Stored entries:
★ ★ ★
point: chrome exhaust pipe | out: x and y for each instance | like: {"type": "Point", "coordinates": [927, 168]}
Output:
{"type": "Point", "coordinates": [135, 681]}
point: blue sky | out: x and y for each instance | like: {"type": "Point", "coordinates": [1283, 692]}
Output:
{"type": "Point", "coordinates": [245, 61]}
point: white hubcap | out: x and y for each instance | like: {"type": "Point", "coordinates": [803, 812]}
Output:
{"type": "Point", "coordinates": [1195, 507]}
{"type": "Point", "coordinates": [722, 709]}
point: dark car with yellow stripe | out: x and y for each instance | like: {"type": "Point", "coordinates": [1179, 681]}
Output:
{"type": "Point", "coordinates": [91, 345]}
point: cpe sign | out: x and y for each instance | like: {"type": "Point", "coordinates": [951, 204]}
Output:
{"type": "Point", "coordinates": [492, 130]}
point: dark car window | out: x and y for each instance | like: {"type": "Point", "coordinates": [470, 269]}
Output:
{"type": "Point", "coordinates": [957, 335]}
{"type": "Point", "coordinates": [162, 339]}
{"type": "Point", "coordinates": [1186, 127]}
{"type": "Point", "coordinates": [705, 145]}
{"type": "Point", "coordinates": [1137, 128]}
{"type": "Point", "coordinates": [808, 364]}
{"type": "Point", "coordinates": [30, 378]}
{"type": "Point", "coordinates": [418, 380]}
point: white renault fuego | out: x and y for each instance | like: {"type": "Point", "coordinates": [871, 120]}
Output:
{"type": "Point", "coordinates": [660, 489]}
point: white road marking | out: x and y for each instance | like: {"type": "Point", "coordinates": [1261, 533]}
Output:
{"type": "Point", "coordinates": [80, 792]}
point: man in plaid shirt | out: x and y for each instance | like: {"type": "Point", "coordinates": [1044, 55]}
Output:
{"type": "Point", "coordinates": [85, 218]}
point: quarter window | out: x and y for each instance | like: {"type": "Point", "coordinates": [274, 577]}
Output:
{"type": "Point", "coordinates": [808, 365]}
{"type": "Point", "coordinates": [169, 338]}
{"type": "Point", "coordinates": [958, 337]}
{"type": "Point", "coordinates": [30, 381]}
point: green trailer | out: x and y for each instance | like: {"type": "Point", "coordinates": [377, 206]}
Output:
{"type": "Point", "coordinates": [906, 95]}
★ ★ ★
EXERCISE
Each of the records shown above needs to be repeated exactly.

ANSWER TO THIS TASK
point: chrome exhaust pipe | out: x and y for each instance | like: {"type": "Point", "coordinates": [927, 168]}
Output:
{"type": "Point", "coordinates": [135, 681]}
point: blue sky | out: x and y for each instance | like: {"type": "Point", "coordinates": [1283, 692]}
Output:
{"type": "Point", "coordinates": [245, 61]}
point: white hubcap | out: x and y for each instance | like: {"type": "Point", "coordinates": [803, 812]}
Output:
{"type": "Point", "coordinates": [1195, 507]}
{"type": "Point", "coordinates": [722, 709]}
point: dark car with yellow stripe | out: x and y for each instance | like: {"type": "Point", "coordinates": [1179, 681]}
Output:
{"type": "Point", "coordinates": [91, 345]}
point: cpe sign | out: x and y for each instance | like: {"type": "Point", "coordinates": [951, 204]}
Output:
{"type": "Point", "coordinates": [492, 130]}
point: dark car window | out: x and y for each instance | like: {"type": "Point", "coordinates": [470, 269]}
Output:
{"type": "Point", "coordinates": [957, 335]}
{"type": "Point", "coordinates": [162, 339]}
{"type": "Point", "coordinates": [1186, 127]}
{"type": "Point", "coordinates": [705, 145]}
{"type": "Point", "coordinates": [1137, 128]}
{"type": "Point", "coordinates": [808, 364]}
{"type": "Point", "coordinates": [30, 378]}
{"type": "Point", "coordinates": [418, 380]}
point: white renault fuego | out: x and y for each instance | like: {"type": "Point", "coordinates": [871, 120]}
Output:
{"type": "Point", "coordinates": [660, 489]}
point: white road marking | out: x and y for each instance | like: {"type": "Point", "coordinates": [1261, 533]}
Output:
{"type": "Point", "coordinates": [80, 792]}
point: man in plaid shirt | out: x and y for each instance | like: {"type": "Point", "coordinates": [1044, 55]}
Output:
{"type": "Point", "coordinates": [85, 218]}
point: quarter window | out: x and y for each instance | like: {"type": "Point", "coordinates": [274, 577]}
Output:
{"type": "Point", "coordinates": [808, 365]}
{"type": "Point", "coordinates": [169, 338]}
{"type": "Point", "coordinates": [958, 337]}
{"type": "Point", "coordinates": [30, 381]}
point: green trailer | out: x and y for each instance | like: {"type": "Point", "coordinates": [377, 206]}
Output:
{"type": "Point", "coordinates": [906, 95]}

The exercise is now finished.